EXERCISE REQUIREMENTS: Reproduce every line of the records below word for word, leaving the pictures out.

(begin)

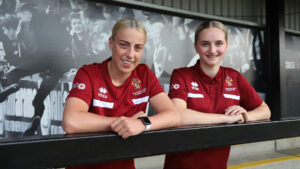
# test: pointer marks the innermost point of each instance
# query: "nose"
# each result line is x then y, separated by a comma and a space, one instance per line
212, 49
130, 52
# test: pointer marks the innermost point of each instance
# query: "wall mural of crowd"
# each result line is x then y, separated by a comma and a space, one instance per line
43, 43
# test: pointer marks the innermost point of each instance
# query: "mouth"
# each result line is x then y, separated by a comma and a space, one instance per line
127, 63
214, 56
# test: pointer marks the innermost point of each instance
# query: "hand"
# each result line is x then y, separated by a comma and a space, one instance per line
128, 126
235, 119
237, 110
139, 114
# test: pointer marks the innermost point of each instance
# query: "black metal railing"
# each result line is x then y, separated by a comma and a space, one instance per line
76, 149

(end)

SOLUTION TO THE EXERCISE:
# test: pointer marks the innermost point of each instance
# query: "nose"
# each result line is x then y, separated by a comma and a space, one instance per line
212, 49
130, 52
# test: pointer marks the innermost point of each instance
# query: "wall mural of crowd"
# each result line is x then y, separated by a comma and a space, one instance per line
43, 43
# test: pointer marks the innermost point of each instance
# query: "mouth"
# each result line is x then y, separated by a comma and a space, one instance per line
127, 63
214, 56
# test: pointer marks the innermost point of each instance
# query: "hand"
# each result line is x then y, separated by a comma and a space, one instance per line
128, 126
235, 119
237, 110
139, 114
# test: pointer marks the innermost point of each instance
# query: "black metal railing"
# each result line is x then y, separated by a comma and a space, one instance per line
76, 149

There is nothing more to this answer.